◆ Task directions ◆
Repeat the listing word for word. Leave every picture out.
- Opening Delimiter -
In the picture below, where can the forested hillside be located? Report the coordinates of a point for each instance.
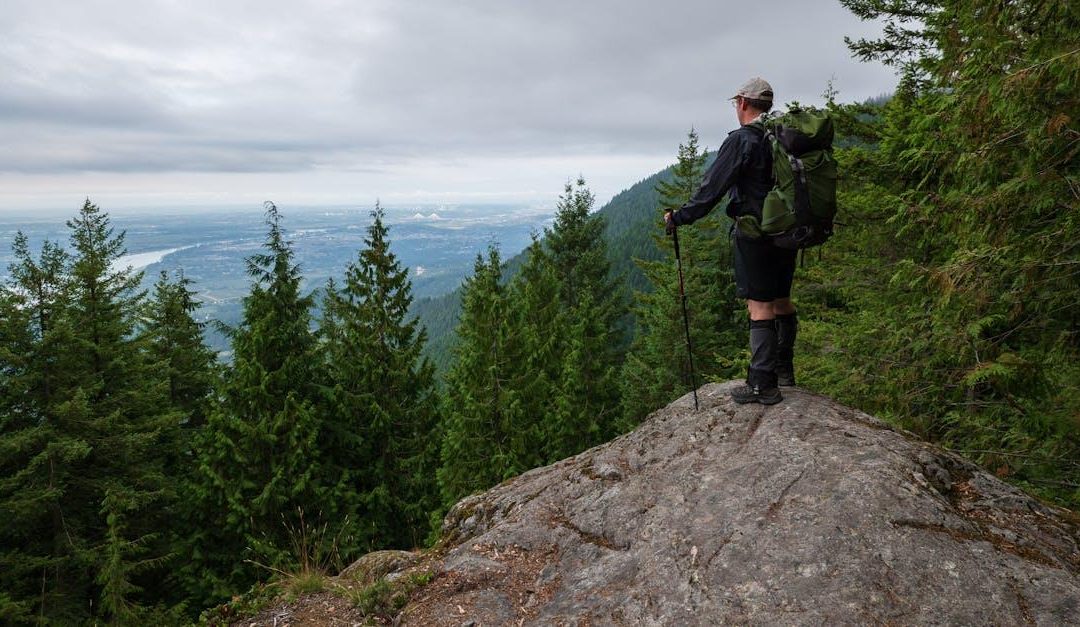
(140, 481)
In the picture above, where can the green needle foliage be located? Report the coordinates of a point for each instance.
(83, 487)
(534, 377)
(477, 411)
(952, 304)
(258, 460)
(658, 367)
(381, 434)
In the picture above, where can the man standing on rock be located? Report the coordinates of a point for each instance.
(764, 272)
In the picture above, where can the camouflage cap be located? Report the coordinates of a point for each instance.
(755, 89)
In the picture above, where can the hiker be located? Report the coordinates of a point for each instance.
(764, 272)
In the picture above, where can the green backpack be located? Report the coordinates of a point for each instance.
(798, 212)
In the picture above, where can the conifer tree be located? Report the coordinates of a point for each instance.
(593, 305)
(258, 454)
(383, 404)
(82, 473)
(176, 341)
(477, 412)
(658, 368)
(122, 408)
(538, 319)
(32, 478)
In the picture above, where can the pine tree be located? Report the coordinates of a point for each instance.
(593, 305)
(658, 368)
(383, 398)
(537, 318)
(176, 341)
(121, 405)
(258, 454)
(82, 472)
(32, 478)
(477, 411)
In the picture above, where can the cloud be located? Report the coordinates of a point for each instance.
(387, 87)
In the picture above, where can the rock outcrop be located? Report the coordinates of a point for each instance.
(802, 513)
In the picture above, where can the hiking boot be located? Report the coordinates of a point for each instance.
(746, 393)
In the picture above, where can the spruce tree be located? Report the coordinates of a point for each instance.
(258, 462)
(382, 398)
(593, 305)
(37, 452)
(82, 476)
(658, 367)
(176, 342)
(537, 319)
(476, 450)
(121, 406)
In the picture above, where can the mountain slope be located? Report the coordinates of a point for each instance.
(629, 228)
(804, 513)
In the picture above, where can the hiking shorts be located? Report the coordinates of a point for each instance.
(763, 271)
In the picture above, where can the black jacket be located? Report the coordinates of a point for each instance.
(743, 168)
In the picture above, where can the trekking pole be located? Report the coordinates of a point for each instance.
(686, 318)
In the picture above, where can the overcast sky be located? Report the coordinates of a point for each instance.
(153, 103)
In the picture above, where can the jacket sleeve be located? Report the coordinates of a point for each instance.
(718, 179)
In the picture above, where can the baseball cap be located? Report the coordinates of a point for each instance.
(755, 89)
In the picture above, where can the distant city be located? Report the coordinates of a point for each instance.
(439, 244)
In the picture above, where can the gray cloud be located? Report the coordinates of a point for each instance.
(278, 86)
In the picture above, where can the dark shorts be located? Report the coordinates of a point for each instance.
(763, 271)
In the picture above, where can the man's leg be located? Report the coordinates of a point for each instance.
(787, 326)
(755, 283)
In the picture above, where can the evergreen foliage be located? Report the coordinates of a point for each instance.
(258, 461)
(380, 438)
(534, 377)
(949, 299)
(475, 449)
(592, 305)
(658, 368)
(83, 486)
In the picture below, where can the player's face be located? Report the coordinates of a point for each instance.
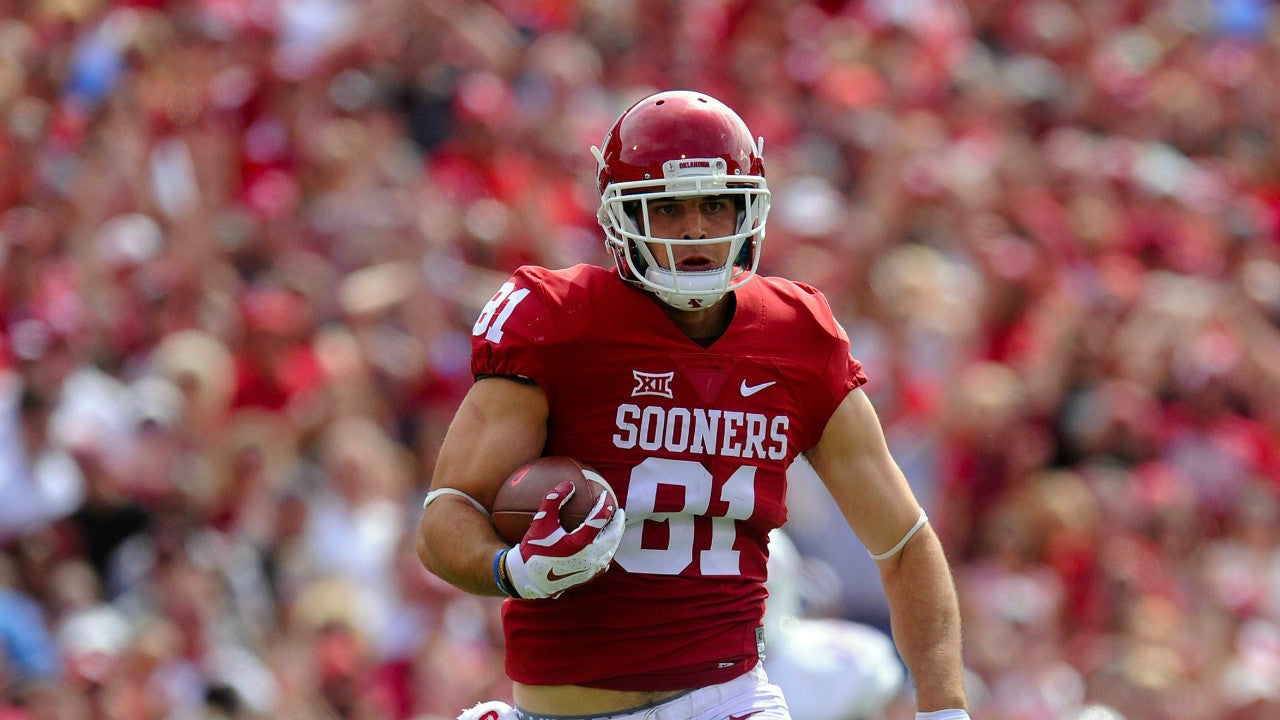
(693, 218)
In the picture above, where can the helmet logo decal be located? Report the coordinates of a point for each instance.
(694, 167)
(652, 383)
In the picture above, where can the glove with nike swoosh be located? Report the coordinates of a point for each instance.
(549, 559)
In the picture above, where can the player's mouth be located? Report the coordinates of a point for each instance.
(696, 264)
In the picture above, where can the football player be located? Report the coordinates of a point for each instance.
(690, 383)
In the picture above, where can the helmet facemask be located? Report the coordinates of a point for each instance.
(625, 217)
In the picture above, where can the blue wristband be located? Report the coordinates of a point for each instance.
(499, 573)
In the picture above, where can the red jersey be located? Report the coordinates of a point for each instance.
(695, 442)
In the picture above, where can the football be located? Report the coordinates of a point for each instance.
(522, 492)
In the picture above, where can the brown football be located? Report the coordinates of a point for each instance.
(519, 497)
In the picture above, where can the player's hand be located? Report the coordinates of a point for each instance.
(549, 559)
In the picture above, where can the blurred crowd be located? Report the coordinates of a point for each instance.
(242, 244)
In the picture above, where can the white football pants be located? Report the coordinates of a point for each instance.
(746, 696)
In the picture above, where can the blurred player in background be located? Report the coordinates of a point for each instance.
(828, 668)
(690, 384)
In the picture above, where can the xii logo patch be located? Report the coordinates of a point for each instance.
(652, 383)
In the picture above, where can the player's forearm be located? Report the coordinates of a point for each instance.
(926, 620)
(457, 543)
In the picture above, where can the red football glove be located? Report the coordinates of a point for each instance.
(549, 559)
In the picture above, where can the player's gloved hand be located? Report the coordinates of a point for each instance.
(549, 559)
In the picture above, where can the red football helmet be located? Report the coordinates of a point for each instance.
(676, 145)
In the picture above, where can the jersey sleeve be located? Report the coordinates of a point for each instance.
(516, 332)
(842, 373)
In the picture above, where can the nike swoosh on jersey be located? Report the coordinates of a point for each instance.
(748, 391)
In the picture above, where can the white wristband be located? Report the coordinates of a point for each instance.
(435, 495)
(900, 545)
(952, 714)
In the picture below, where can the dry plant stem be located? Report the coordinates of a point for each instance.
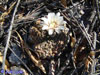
(9, 35)
(37, 62)
(21, 61)
(97, 8)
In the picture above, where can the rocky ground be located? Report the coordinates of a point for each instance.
(26, 48)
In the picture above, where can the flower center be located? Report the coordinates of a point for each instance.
(53, 24)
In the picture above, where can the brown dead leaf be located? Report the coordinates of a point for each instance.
(2, 17)
(37, 62)
(6, 62)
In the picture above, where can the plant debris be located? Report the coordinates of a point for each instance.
(49, 37)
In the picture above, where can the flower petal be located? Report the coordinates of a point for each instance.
(58, 14)
(57, 30)
(50, 31)
(45, 27)
(51, 17)
(61, 27)
(45, 20)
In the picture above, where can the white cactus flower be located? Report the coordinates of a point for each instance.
(53, 22)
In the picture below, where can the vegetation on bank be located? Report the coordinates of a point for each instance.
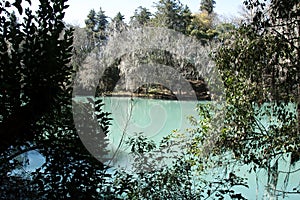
(258, 60)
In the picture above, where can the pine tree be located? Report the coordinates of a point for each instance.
(207, 5)
(117, 24)
(141, 16)
(96, 25)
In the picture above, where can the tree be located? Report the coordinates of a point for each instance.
(207, 5)
(96, 27)
(203, 24)
(117, 25)
(36, 108)
(141, 17)
(172, 14)
(30, 87)
(260, 69)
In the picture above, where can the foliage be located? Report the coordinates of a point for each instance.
(260, 69)
(207, 5)
(36, 109)
(172, 14)
(141, 17)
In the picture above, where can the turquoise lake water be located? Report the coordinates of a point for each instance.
(158, 118)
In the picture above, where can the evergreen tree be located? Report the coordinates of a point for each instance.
(141, 17)
(207, 5)
(96, 24)
(117, 24)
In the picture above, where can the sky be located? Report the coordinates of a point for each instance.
(79, 9)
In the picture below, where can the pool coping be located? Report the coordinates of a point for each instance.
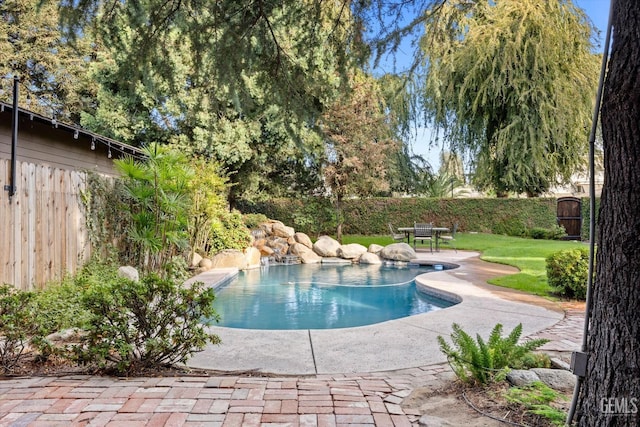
(395, 344)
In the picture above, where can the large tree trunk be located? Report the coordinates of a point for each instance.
(611, 393)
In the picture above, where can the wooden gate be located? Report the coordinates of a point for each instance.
(569, 215)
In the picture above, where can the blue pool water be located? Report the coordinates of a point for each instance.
(320, 296)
- Closing Delimiter -
◆ Written answer ◆
In the picture below, where can the forested hillside be located? Report the coordinates of a point for each instance.
(140, 481)
In the picture above, where can the green needle foliage be located? Report the coordinates of a point for each instance.
(83, 487)
(534, 377)
(477, 411)
(952, 304)
(258, 460)
(658, 367)
(381, 434)
In the picture above, where can the man standing on rock be located? Report the coordinates of a point for each instance.
(764, 272)
In the picture above, where can the camouflage cap be located? Report the coordinates of a point for each instance.
(755, 89)
In the picture above, where can the hiker be located? Report the coordinates of a point for each instance.
(764, 272)
In the picture above, where can the green backpack be located? Report the coordinates of a point for each instance.
(798, 212)
In the picture above, where can the conifer tree be located? Report the coordinates of a point for each instance.
(593, 305)
(258, 454)
(383, 404)
(82, 473)
(176, 341)
(477, 412)
(658, 368)
(122, 408)
(538, 319)
(32, 478)
In the picture above, where can the pine tree be located? Report the coordinates of a point for each instance.
(593, 305)
(658, 368)
(383, 398)
(537, 318)
(176, 341)
(121, 405)
(258, 454)
(82, 472)
(32, 478)
(477, 411)
In the picture above, where can the cloud be located? Report the coordinates of a point for each instance.
(387, 87)
In the picture above, where can the rock outcrop be located? Report the coordinates of a point for each instance.
(802, 513)
In the picture above, where can the hiking boot be located? Report the coordinates of a point for each instance.
(746, 393)
In the picture above, where can the spruce tree be located? Report the coordinates of a point for each instance.
(258, 462)
(382, 398)
(593, 305)
(37, 452)
(82, 476)
(658, 367)
(176, 342)
(537, 319)
(476, 450)
(121, 406)
In the picture above, where can the mountain slope be located? Report the coordinates of a point for each instance.
(629, 228)
(804, 513)
In the picture above, where can the hiking shorts be located? Report the coordinates of a point for each instance.
(763, 271)
In the picture above, where can the black jacket be located? Report the coordinates of a point for each instance.
(743, 168)
In the picture above, where can the trekking pole be located? Report the coordinates of a point for each instance.
(686, 318)
In the picture above, where can the overcast sky be located? Report the coordinates of a point for each instance.
(153, 103)
In the picture above, where can the jacket sleeve be located? Report the coordinates of a point for each instance.
(718, 179)
In the picture above, where can the baseball cap be located? Report the coordinates of a point for each instance.
(755, 89)
In the picture above, where can the distant city be located? Report the coordinates of a point for each instance.
(439, 244)
In the picture above, where can the gray cloud be located? Report the coordinates of a point for each instance.
(278, 86)
In the picture above, where can the dark shorts be located? Report the coordinates of a point for each instance.
(763, 271)
In the picture above, where can the man's leg be located? Report the coordinates of a point for each instance.
(787, 326)
(755, 283)
In the picture above, where can the evergreen foliage be located? Report the coordinates of a point for each instance.
(258, 461)
(380, 438)
(534, 377)
(949, 299)
(475, 449)
(592, 305)
(658, 368)
(83, 486)
In the picture below, where can the player's face be located? Report the coordinates of a point for each instance.
(693, 218)
In the picture above, where can the helmet logo decal be located? Report the coordinates of a point for each instance.
(694, 167)
(652, 383)
In the picture above, where can the glove with nike swoosh be located? Report the coordinates of a point for each instance.
(549, 559)
In the picture above, where can the player's mouth be located? Report the coordinates of a point for each instance.
(696, 264)
In the picture above, where can the football player be located? Report the coordinates of a point for each instance.
(690, 383)
In the picture above, where can the helmet facemask be located? Report the coordinates of a point for each instance.
(625, 217)
In the picture above, where can the blue wristband be located? Report the coordinates of a point for each instance.
(499, 573)
In the picture above, where can the red jersey be located? Report the coordinates of a point for each instance.
(695, 442)
In the picture above, where can the football be located? Report the coordinates of a point for each instance.
(522, 492)
In the picture above, where can the brown football be located? Report the coordinates of a point for each instance.
(519, 497)
In the picture above, where can the player's hand be located? Report the coordinates of a point for each instance.
(549, 559)
In the picture above, where can the blurred crowd be located? Report the coordinates of a point for each instance.
(242, 244)
In the picture above, where can the white football pants be located? Report the coordinates of a point for each instance.
(746, 696)
In the picture above, where can the blurred player in background be located? Report the coordinates of a point for each instance.
(828, 668)
(690, 384)
In the picture above, where can the xii logo patch be located? Report the coordinates of a point for each instance.
(652, 383)
In the picture above, where can the player's forearm be located? Report the coordinates of a point for each instance.
(926, 620)
(457, 543)
In the picture above, where can the red football glove be located? Report the coordinates of a point for each instance.
(549, 559)
In the picture above, where can the player's gloved hand be located? Report the coordinates of a point for each instance.
(549, 559)
In the picture above, where can the red football helmet be located? Report the coordinates of a point for each instance.
(676, 145)
In the picture above, where can the jersey sleeve be located? Report the coordinates of a point for each instance.
(516, 332)
(842, 373)
In the picture above, where can the nike swoosh on jersey be located? Report the coordinates of a point for each instance.
(748, 391)
In the picture above, where can the white wristband be located? Report the coordinates of a point for each instance.
(435, 495)
(900, 545)
(952, 714)
In the picture below, where can the dry plant stem be located? Report the coordinates of a point for each instance.
(9, 35)
(37, 62)
(21, 61)
(97, 8)
In the picture above, where can the rocky ground be located? Report the coordinates of a point for each instance.
(26, 48)
In the picture above, where can the flower center be located? Report the coordinates of a point for each instance.
(53, 24)
In the picture above, where can the brown dead leaf be located? Report the coordinates of a point for each instance.
(2, 17)
(37, 62)
(6, 62)
In the picture above, where can the plant debris be located? Report the coordinates of a point for each instance.
(49, 37)
In the picture above, where can the flower petal be located? Report the coordinates of a point for each instance.
(58, 14)
(57, 30)
(50, 31)
(45, 27)
(51, 17)
(61, 27)
(45, 20)
In the picture above, where can the white cactus flower be located? Report the coordinates of a point for each instance.
(53, 22)
In the picture below, where can the vegetation on bank be located? Report the coordinates of a point for each instance.
(258, 60)
In the picture above, where can the pine tree be located? Report the coordinates of a point for each instance.
(207, 5)
(117, 24)
(141, 16)
(96, 25)
In the picture above, where can the tree be located? Report the coordinates of a point for each instance.
(207, 5)
(96, 27)
(203, 24)
(117, 25)
(36, 108)
(141, 17)
(172, 14)
(30, 87)
(260, 69)
In the picture above, where can the foliage be located? Report the coordinates of a point for each instance.
(260, 69)
(207, 5)
(36, 109)
(172, 14)
(141, 17)
In the picture above, where can the turquoise lake water be located? Report the coordinates of a point for each instance.
(158, 118)
In the picture above, where can the evergreen tree be located? Report the coordinates of a point for each instance.
(141, 17)
(207, 5)
(96, 24)
(117, 24)
In the picture above, where can the sky be located? Report the coordinates of a point for each instance.
(79, 9)
In the picture below, where can the pool coping be located? Report the coordinates of a point for each instance.
(395, 344)
In the picture above, where can the large tree trunk be located? Report the coordinates of a point for each instance.
(611, 393)
In the picture above, where can the wooden gate be located? Report the coordinates of a point for each instance.
(569, 215)
In the picture above, where can the blue pool water be located? Report the coordinates of a point for each instance.
(320, 296)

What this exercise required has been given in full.